→ **Exercise prompt**: Set down, without alteration, the lines from the one that contains "green sprinkle? Tag one per instance." through the final line of the material below.

****************************************

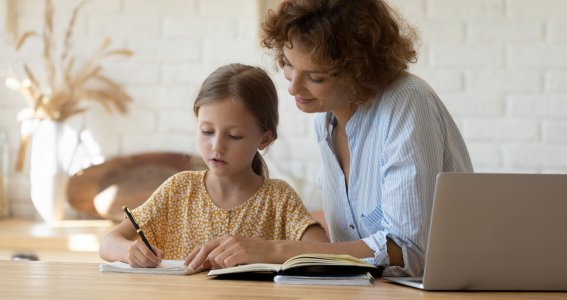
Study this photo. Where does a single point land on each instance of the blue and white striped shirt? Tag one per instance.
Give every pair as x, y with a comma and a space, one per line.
398, 144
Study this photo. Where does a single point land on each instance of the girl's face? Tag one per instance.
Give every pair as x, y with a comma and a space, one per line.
228, 137
315, 90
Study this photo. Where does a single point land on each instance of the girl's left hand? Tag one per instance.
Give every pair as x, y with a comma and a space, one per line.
230, 250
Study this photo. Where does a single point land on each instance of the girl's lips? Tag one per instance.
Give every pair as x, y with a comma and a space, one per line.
217, 162
302, 101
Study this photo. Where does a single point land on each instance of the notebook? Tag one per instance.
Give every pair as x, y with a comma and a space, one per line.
496, 232
167, 267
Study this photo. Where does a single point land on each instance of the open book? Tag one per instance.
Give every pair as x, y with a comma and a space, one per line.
363, 279
307, 265
167, 267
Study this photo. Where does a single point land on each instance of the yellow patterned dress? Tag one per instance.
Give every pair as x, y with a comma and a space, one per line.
181, 216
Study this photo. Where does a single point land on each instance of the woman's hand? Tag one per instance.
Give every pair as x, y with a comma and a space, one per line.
231, 250
140, 256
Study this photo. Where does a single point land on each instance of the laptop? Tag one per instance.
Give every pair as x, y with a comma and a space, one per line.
496, 232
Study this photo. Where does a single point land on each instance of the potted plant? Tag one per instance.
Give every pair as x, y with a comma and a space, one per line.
69, 82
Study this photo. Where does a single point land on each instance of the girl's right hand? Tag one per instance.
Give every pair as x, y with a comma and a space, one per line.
140, 256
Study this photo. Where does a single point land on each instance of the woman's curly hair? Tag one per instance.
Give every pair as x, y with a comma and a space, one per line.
363, 41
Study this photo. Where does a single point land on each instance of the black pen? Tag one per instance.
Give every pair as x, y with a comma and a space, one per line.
138, 230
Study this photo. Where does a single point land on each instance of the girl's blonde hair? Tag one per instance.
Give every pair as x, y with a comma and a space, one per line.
251, 86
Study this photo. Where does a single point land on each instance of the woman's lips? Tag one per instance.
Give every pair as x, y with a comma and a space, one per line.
302, 101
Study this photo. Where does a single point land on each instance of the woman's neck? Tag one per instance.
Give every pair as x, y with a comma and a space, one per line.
230, 192
344, 114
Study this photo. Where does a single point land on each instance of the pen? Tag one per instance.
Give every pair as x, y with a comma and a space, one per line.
138, 230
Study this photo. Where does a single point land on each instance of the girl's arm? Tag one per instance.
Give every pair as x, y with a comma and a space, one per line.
122, 244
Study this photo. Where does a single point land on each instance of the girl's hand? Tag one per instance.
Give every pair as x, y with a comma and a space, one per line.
230, 250
140, 256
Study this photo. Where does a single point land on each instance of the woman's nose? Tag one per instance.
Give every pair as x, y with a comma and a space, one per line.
294, 84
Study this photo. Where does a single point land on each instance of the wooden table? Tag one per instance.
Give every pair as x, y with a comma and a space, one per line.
70, 240
72, 280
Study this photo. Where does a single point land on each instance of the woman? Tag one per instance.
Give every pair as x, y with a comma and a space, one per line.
383, 134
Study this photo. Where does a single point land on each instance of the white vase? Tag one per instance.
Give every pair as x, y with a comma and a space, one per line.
48, 176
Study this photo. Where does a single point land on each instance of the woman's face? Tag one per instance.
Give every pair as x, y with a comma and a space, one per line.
314, 89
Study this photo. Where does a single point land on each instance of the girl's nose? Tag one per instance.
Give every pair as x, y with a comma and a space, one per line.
218, 145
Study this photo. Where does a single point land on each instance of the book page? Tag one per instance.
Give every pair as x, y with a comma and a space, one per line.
272, 268
324, 260
167, 267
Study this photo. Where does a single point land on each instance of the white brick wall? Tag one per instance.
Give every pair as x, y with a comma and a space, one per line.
499, 66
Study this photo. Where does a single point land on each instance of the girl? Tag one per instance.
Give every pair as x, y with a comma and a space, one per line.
237, 115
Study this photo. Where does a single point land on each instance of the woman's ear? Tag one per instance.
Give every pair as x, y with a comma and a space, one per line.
267, 139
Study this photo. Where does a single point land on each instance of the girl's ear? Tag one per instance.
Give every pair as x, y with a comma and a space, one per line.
267, 139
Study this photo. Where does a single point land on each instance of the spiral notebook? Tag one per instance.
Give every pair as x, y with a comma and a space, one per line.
167, 267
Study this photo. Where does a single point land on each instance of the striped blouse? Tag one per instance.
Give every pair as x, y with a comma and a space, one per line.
398, 144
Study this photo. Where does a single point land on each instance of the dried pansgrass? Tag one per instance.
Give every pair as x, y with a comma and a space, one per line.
68, 84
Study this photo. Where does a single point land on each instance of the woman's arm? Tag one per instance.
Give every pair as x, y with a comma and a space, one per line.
121, 244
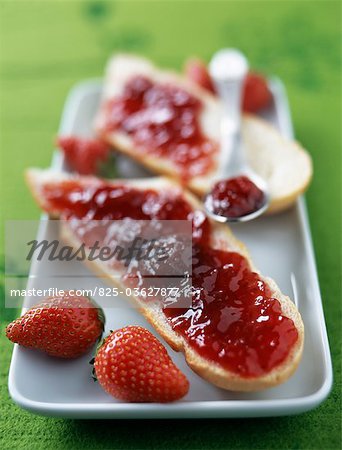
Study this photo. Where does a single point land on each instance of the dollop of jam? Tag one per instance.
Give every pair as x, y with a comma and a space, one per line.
163, 120
235, 197
233, 321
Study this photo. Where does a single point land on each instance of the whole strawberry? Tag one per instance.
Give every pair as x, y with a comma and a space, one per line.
133, 365
65, 326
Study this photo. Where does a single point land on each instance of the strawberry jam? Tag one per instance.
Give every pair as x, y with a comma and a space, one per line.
233, 321
163, 120
235, 197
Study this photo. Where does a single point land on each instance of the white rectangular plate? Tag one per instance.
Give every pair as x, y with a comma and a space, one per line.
281, 248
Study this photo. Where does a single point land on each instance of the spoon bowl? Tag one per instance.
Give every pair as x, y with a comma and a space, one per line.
228, 69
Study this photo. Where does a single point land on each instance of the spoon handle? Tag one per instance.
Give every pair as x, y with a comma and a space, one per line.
228, 69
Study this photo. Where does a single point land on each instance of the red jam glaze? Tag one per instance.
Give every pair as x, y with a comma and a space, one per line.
233, 320
235, 197
163, 120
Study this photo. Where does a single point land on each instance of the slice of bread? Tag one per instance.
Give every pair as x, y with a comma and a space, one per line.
221, 238
284, 164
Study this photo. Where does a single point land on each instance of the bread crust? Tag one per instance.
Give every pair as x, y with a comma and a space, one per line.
222, 238
284, 164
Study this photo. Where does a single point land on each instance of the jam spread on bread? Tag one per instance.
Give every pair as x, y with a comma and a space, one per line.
235, 197
234, 321
163, 120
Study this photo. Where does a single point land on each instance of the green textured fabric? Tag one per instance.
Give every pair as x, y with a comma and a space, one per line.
47, 47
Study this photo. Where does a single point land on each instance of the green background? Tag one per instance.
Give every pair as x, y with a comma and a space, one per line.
47, 47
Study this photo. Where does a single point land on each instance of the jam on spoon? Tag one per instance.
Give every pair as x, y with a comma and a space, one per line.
235, 197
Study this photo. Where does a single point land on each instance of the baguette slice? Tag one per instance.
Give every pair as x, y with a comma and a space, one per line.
221, 238
284, 164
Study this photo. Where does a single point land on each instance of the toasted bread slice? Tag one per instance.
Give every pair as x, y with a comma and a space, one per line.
221, 238
284, 164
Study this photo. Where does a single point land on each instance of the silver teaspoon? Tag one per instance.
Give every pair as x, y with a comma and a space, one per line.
240, 194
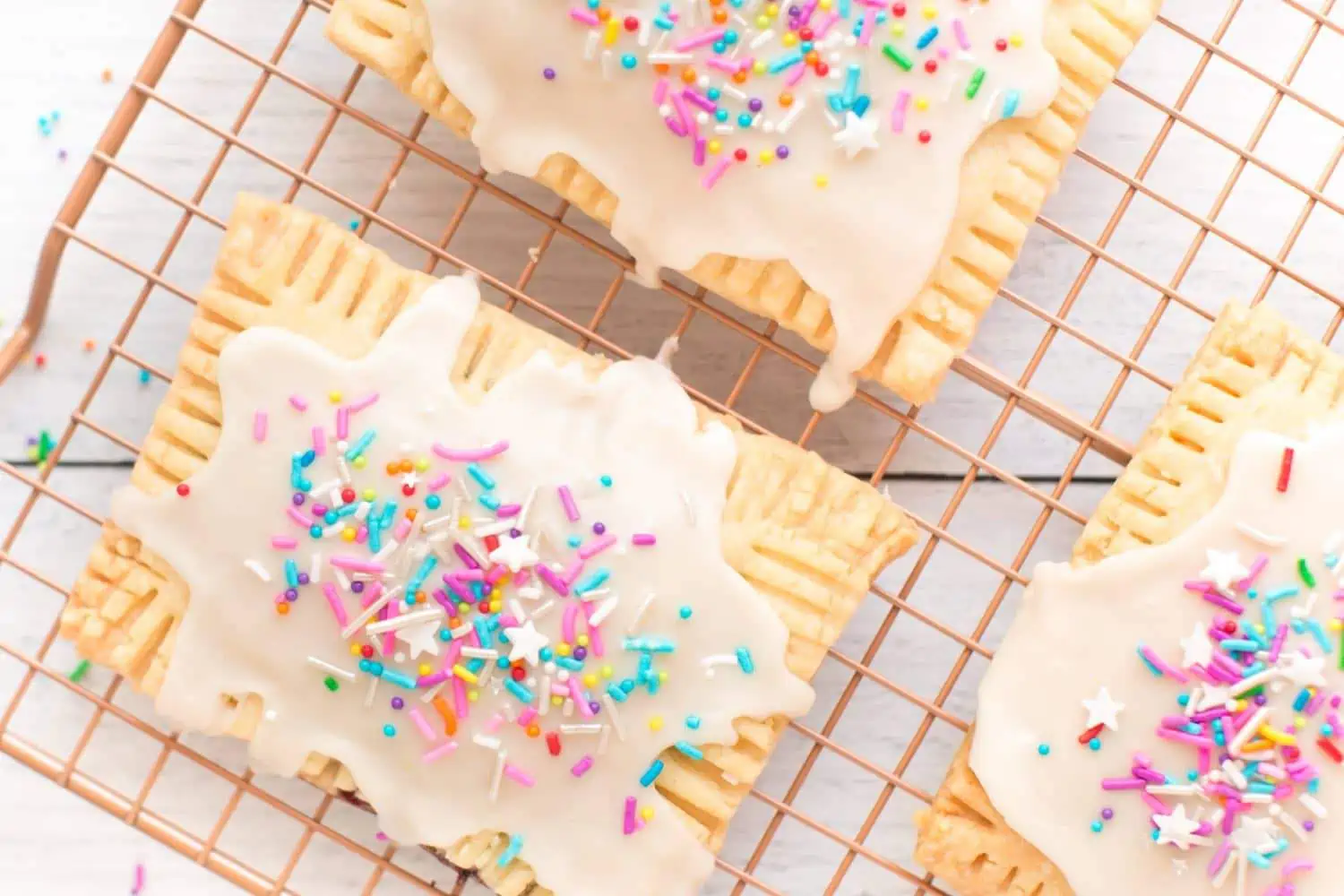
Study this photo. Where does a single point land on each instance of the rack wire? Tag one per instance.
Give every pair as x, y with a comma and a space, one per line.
910, 610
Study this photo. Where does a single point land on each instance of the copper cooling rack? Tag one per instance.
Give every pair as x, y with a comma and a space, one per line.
781, 828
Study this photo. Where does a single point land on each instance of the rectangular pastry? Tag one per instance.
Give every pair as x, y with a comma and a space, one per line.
1211, 490
863, 174
800, 544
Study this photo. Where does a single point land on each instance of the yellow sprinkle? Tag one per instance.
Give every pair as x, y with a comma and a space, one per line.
1277, 737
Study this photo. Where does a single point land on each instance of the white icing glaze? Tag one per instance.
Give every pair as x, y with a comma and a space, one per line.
668, 478
1078, 632
868, 241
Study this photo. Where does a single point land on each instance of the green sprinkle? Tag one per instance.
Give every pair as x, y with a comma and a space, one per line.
897, 56
978, 78
1305, 571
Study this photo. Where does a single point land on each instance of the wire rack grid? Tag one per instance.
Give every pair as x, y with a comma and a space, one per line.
951, 598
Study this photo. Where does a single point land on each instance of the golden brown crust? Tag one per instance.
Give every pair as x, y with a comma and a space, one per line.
1254, 371
804, 533
1004, 182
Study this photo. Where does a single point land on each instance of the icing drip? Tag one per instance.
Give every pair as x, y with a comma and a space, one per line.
1167, 720
825, 134
570, 614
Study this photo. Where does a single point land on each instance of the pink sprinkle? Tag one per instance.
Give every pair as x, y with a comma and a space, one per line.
898, 112
355, 564
422, 724
712, 177
336, 605
572, 611
467, 455
597, 546
368, 401
585, 710
438, 753
518, 775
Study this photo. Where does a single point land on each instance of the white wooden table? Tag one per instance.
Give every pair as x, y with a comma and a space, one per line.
51, 58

****************************************

→ **Final answer**:
Study this photo. Where does a single point land on each instance of the green sprinkle? Tag one per instance.
Give every pair as x, y with a comma and a space, one per line.
897, 56
978, 78
1305, 571
Study this photo. Where does a single point land on each instance of the wire rack grid? Tag one per instance.
Give every pair as x, y with a comma and a space, one per line.
951, 598
Study this photo. Where does a single point land on each instance of the golden brown crust? Tag one per instance.
Give every pair as x, y with a comma and a space, one per line.
1254, 371
804, 533
1004, 182
Study this photo. Where does a single point land on each instance of the icing drip? Tag one per instance.
Give every pair as x, y with a comma and a space, one per line.
1167, 720
825, 134
570, 614
Study this photo. Where does a single point land on each instance of the pink sprinkle? Tag one per instance.
Give every pair as x, y with a comma and a space, one per line.
898, 112
355, 564
422, 724
712, 177
336, 605
572, 611
467, 455
597, 546
368, 401
585, 710
438, 753
518, 775
Study this photo. Where does a single point land on each instance of the white wooden table? Tag one per instance.
Give every pair as x, y with a comma and a space, one per line.
51, 58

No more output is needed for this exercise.